THE TASK:
In the records below, locate the line containing "In this picture, where can the round trimmed"; output that line and every following line through the last, exactly.

RECORDS SHOWN:
* begin *

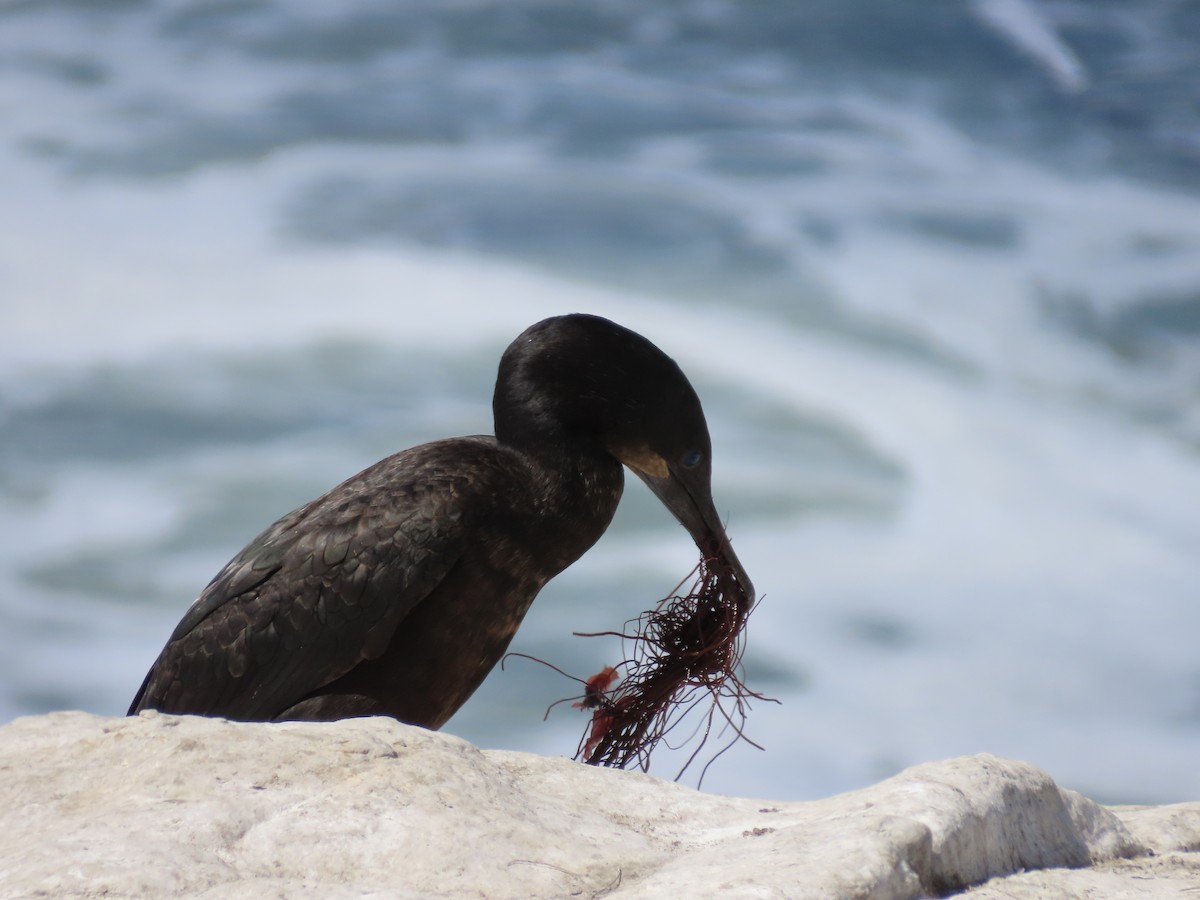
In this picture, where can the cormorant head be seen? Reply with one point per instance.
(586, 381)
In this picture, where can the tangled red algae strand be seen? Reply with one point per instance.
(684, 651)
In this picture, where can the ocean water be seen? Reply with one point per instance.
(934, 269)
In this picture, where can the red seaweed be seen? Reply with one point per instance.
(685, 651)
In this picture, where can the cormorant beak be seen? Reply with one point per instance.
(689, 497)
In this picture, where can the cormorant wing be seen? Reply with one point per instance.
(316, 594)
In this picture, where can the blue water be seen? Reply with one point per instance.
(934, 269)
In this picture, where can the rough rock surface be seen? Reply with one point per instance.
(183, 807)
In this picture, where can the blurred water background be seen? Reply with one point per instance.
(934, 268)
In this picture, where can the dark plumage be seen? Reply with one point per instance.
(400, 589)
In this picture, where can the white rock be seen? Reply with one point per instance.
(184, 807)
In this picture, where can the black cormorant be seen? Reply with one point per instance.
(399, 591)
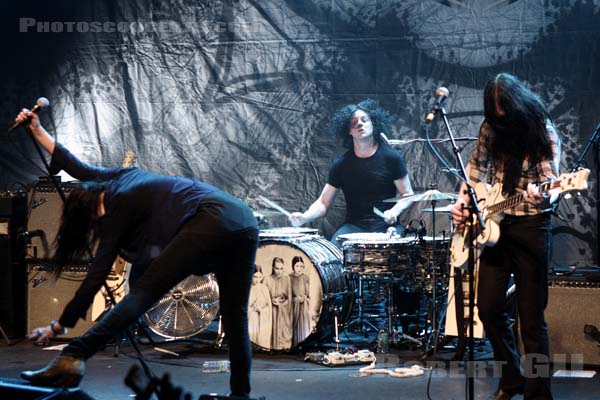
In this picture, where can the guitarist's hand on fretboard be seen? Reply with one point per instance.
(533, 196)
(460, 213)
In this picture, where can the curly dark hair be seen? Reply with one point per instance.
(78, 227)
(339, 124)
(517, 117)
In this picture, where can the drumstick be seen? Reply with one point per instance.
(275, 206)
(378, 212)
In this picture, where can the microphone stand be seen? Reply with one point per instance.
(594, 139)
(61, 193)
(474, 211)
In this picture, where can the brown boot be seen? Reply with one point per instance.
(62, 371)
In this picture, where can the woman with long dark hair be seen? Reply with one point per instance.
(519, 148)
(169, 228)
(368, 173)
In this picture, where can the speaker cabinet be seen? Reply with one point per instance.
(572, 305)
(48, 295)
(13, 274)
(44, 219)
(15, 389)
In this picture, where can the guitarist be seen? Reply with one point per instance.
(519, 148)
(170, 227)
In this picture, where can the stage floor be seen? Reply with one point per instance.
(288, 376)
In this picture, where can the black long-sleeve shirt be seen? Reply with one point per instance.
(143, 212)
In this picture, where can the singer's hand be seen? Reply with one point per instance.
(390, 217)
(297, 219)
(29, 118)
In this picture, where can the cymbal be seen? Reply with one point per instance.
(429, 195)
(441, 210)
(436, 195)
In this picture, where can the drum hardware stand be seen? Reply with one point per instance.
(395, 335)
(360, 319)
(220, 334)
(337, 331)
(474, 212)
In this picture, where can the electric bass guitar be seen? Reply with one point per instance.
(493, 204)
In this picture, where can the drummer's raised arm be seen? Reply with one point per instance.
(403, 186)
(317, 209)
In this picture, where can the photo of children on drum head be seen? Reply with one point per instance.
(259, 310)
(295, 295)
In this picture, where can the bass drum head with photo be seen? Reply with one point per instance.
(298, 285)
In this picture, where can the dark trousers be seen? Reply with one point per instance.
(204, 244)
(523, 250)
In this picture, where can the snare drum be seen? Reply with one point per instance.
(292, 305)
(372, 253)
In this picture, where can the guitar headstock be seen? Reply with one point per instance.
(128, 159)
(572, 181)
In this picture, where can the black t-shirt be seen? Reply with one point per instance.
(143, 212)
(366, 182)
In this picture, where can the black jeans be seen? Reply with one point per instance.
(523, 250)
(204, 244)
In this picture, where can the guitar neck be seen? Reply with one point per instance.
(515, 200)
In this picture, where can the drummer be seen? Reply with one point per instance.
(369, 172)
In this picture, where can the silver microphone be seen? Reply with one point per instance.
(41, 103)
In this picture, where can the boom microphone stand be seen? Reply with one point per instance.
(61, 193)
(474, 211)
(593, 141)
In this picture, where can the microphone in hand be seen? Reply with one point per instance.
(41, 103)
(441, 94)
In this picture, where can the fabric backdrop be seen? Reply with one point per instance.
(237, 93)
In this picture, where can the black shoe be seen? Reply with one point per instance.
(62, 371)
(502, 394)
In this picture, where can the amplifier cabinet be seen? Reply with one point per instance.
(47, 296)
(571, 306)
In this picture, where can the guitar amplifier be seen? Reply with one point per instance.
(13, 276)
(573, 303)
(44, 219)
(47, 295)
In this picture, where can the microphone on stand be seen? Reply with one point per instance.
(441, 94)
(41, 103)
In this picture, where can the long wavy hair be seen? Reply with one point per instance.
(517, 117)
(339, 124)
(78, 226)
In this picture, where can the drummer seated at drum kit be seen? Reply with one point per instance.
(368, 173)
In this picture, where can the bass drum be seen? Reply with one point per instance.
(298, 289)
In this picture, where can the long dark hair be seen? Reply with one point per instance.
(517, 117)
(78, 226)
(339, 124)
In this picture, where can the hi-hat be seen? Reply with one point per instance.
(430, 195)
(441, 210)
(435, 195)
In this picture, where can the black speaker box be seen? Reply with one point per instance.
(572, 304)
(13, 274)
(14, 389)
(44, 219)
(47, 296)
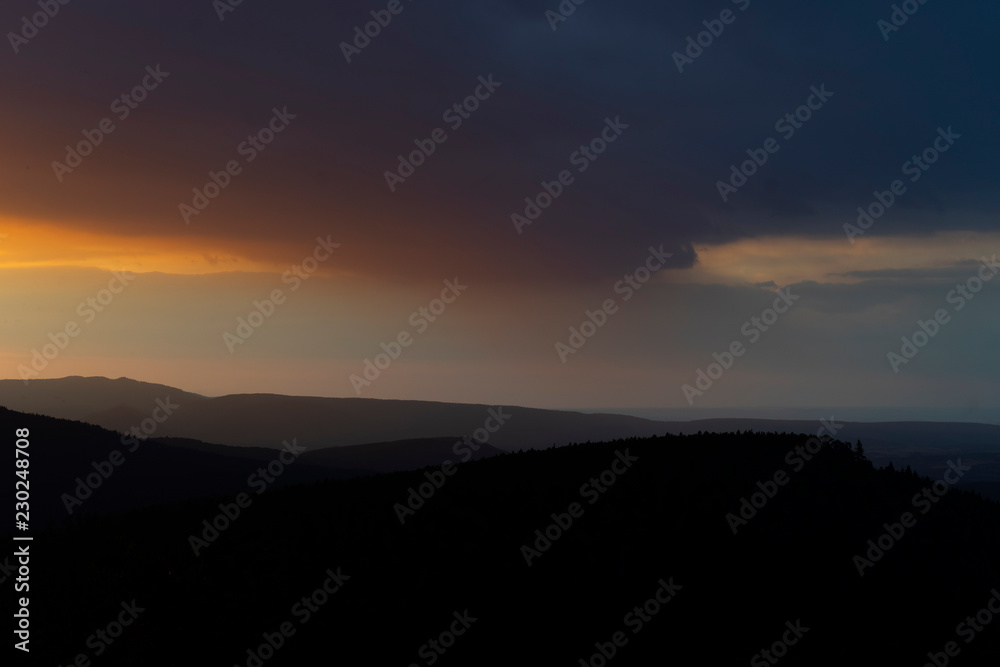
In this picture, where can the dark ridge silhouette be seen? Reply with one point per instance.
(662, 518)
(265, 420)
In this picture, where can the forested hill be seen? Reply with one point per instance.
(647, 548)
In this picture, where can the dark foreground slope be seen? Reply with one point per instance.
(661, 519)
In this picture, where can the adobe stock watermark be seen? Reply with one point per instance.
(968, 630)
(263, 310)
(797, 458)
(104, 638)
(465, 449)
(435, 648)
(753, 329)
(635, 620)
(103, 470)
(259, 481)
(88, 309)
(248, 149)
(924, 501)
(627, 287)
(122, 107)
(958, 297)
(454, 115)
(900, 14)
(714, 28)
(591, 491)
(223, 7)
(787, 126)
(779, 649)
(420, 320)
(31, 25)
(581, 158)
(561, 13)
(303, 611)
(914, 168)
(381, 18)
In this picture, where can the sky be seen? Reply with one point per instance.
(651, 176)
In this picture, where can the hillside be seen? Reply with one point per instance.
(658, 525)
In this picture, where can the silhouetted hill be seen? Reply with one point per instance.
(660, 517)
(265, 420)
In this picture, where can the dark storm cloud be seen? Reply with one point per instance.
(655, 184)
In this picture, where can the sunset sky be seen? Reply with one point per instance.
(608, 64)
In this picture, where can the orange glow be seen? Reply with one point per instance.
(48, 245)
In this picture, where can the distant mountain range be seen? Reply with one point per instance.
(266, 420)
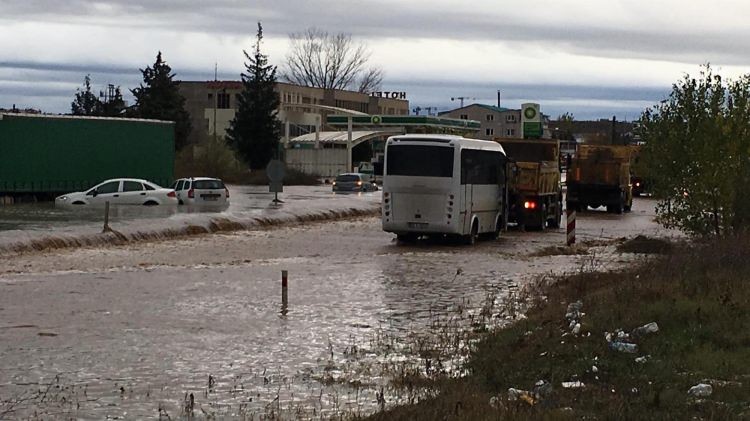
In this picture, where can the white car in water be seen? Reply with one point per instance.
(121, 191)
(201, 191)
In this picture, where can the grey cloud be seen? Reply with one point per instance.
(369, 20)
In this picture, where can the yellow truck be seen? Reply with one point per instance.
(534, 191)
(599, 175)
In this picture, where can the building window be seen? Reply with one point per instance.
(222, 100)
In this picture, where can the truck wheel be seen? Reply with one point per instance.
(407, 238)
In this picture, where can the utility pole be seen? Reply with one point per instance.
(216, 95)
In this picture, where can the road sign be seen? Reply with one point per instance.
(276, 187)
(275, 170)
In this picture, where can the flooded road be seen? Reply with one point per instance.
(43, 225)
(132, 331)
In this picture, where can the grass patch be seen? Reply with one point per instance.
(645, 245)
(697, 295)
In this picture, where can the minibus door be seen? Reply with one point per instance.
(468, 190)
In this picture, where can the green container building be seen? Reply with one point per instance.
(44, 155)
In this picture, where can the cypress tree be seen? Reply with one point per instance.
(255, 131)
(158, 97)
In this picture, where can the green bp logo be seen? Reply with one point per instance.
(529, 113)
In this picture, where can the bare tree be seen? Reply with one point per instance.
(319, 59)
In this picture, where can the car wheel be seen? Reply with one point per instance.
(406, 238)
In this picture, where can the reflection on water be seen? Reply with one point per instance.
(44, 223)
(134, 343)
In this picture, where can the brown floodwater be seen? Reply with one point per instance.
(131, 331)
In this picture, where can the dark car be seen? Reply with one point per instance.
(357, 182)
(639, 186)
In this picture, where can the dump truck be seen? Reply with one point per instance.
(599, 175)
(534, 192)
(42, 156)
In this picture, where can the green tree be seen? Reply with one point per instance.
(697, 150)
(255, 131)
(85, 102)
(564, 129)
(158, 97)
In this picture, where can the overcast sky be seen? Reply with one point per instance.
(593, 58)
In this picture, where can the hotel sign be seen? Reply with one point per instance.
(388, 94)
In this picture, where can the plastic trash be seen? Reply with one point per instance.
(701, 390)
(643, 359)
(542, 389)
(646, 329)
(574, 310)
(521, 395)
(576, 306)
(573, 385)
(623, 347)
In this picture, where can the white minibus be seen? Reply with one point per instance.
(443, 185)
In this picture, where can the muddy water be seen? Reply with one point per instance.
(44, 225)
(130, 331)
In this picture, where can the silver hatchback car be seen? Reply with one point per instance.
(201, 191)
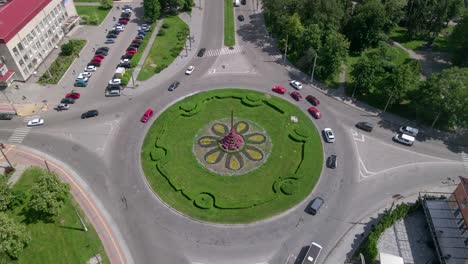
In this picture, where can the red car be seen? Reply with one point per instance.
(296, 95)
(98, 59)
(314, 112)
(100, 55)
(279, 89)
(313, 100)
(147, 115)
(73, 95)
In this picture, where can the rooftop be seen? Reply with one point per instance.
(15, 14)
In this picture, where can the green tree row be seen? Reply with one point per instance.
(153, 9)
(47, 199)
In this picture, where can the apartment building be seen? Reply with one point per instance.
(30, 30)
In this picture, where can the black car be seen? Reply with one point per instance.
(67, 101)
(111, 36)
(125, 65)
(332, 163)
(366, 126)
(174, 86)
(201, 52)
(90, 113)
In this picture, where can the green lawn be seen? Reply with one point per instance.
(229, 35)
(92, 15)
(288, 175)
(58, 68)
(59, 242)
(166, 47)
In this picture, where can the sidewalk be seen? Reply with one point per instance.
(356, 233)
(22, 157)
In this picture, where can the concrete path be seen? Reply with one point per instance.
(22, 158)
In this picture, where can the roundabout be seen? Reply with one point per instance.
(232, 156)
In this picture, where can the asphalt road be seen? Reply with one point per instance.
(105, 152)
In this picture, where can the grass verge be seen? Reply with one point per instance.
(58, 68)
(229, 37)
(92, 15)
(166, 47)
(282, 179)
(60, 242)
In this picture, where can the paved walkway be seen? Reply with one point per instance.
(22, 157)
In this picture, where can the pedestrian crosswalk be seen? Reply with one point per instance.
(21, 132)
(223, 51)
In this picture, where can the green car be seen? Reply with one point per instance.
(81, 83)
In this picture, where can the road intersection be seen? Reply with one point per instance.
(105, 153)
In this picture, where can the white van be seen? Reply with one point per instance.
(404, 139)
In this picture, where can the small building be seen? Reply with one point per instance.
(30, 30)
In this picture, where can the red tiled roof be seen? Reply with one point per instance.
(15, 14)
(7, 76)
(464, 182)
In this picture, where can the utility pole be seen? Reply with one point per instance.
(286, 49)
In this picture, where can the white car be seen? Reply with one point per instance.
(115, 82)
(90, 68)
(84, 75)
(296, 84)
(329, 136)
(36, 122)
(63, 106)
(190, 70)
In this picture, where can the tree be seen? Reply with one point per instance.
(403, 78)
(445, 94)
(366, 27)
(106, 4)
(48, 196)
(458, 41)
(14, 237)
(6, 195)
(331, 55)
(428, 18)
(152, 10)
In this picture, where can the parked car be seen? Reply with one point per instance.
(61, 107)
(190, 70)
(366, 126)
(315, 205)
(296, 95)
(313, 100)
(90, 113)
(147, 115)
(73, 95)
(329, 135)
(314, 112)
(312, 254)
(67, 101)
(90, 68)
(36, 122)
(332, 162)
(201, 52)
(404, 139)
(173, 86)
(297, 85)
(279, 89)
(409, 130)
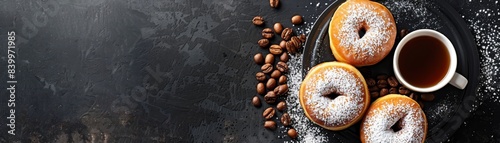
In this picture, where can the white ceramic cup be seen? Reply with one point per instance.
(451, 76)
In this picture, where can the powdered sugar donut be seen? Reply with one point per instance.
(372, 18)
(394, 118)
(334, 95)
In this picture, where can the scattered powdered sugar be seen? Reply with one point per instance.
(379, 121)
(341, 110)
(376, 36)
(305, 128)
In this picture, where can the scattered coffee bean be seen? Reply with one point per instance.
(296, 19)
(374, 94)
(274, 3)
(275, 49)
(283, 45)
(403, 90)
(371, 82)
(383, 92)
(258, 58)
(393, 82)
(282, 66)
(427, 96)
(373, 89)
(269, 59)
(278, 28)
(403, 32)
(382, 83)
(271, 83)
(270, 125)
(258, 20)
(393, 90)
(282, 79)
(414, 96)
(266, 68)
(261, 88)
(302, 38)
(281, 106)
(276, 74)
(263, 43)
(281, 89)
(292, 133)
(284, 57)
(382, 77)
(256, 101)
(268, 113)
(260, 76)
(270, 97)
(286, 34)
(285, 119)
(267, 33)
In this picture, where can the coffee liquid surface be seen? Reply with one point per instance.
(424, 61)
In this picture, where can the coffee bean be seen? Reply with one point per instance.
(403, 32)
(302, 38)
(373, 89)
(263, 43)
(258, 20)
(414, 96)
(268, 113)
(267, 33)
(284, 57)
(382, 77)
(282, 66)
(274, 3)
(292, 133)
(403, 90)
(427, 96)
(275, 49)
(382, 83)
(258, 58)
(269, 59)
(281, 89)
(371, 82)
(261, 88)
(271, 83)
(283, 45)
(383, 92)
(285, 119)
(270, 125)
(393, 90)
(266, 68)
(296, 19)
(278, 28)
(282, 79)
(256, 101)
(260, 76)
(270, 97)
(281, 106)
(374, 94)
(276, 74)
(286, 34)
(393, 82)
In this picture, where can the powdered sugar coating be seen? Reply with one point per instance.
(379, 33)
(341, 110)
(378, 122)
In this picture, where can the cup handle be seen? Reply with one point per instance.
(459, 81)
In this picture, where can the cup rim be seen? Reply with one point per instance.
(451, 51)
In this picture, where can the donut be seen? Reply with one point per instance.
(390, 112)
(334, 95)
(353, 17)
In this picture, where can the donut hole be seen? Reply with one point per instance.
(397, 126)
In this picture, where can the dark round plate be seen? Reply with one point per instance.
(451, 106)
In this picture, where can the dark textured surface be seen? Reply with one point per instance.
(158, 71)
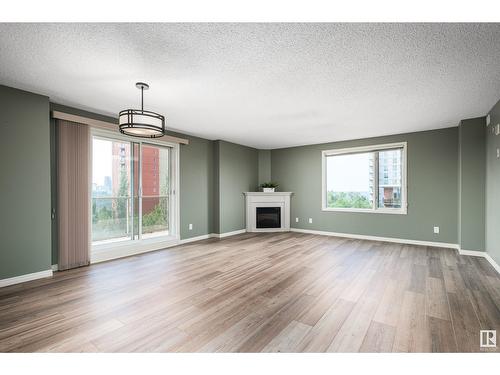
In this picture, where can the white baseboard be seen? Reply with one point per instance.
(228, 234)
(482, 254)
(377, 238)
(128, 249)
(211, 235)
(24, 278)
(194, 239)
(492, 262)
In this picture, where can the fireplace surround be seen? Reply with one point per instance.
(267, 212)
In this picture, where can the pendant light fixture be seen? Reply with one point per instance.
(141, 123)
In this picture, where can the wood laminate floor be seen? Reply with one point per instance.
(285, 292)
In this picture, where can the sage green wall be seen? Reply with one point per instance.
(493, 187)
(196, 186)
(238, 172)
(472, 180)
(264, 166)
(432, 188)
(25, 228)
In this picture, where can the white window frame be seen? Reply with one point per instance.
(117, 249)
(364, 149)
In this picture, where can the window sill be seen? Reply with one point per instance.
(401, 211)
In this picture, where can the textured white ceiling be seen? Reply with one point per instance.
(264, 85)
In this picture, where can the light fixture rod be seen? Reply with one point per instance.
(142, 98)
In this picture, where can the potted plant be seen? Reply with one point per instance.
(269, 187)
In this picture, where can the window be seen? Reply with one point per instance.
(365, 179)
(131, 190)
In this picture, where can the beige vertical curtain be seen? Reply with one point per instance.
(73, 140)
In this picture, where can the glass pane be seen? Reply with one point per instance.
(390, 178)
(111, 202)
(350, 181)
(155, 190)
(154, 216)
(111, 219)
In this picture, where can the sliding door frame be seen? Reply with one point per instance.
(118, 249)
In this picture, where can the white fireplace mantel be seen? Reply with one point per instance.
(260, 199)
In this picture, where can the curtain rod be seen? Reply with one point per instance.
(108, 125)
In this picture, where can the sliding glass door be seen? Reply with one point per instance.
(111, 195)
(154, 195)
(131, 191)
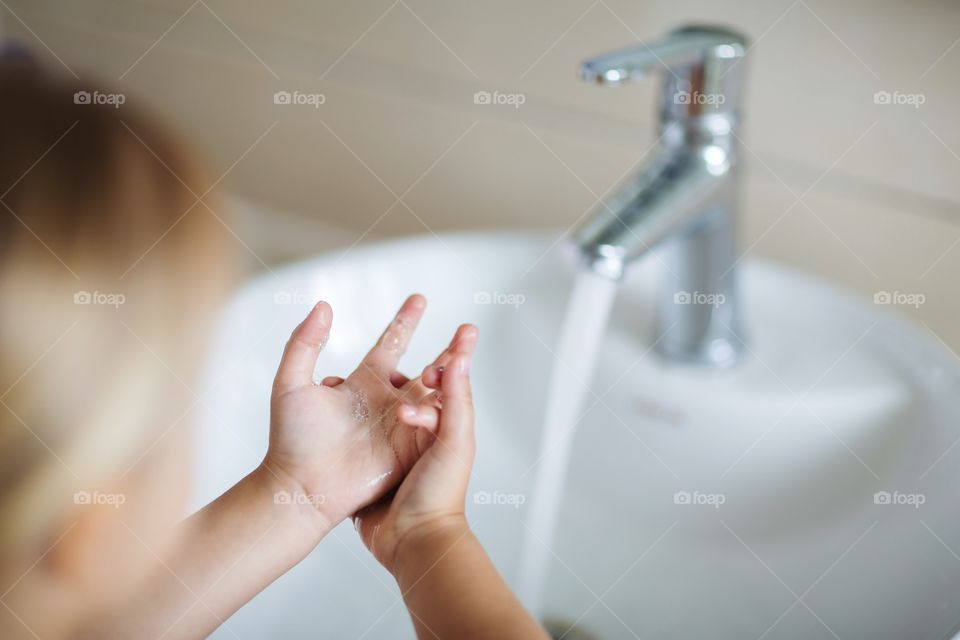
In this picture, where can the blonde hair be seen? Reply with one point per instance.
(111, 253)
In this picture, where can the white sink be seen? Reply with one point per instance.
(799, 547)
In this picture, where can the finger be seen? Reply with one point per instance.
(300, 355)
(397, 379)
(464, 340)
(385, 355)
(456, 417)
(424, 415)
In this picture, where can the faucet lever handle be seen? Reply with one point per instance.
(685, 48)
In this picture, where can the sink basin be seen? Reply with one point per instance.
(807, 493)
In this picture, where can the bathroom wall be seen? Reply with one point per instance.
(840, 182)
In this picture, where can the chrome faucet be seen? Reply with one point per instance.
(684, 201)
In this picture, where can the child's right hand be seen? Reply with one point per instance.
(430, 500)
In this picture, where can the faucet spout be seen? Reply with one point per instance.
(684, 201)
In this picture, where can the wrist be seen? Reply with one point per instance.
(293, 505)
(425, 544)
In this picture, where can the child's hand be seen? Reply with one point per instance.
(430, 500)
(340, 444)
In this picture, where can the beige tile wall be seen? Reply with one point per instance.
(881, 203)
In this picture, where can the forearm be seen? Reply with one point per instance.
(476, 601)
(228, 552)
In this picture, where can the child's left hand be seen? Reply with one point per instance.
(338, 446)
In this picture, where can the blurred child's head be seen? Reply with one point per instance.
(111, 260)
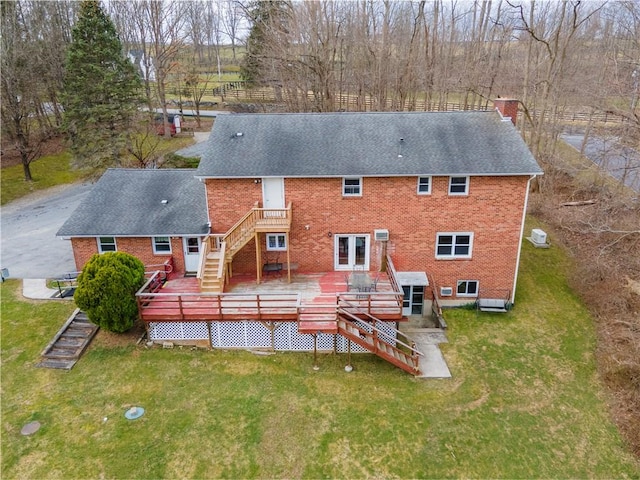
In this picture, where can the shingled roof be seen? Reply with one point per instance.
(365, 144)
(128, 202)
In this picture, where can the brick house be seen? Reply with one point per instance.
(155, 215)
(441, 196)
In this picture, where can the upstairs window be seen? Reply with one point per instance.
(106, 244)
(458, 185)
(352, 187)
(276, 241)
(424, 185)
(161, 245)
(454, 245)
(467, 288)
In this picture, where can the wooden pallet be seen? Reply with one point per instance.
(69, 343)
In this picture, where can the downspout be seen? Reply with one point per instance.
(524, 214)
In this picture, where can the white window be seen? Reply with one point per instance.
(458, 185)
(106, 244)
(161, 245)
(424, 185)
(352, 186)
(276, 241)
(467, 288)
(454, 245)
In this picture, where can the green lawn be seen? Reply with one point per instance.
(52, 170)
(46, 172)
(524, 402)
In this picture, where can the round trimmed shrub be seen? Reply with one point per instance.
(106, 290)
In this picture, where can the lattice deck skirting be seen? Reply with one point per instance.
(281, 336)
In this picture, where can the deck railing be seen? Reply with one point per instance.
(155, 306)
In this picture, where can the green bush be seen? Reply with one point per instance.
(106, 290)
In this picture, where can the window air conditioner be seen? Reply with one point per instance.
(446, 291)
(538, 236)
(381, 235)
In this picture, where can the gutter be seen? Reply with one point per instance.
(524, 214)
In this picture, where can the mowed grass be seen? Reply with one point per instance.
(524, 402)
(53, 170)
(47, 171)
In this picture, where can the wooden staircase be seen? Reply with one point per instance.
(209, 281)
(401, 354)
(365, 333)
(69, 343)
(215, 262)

* end *

WRITTEN ANSWER:
In this picture, where can the round trimmed shrub be seen? Reply with one point per instance.
(106, 290)
In this picture, where can the lattice deck skirting be seen? Reply with one point per instance.
(281, 336)
In this picture, where can the deck railing be seen? Reply with one point per instance.
(155, 306)
In this picture, where can the green bush be seen? Reply with one point per instance.
(106, 290)
In this picture, where can the window air conditioner be seen? Reply with one point per instance.
(446, 291)
(538, 236)
(381, 235)
In this picture, where can the gutter be seen? Reply with one point per instance.
(524, 214)
In this picture, where can the mowed grass be seen? Reply with one point per instance.
(524, 402)
(53, 170)
(47, 171)
In this picture, where can the wooden staircase be seen? Reply with one point per instance.
(209, 281)
(401, 354)
(365, 333)
(69, 343)
(215, 262)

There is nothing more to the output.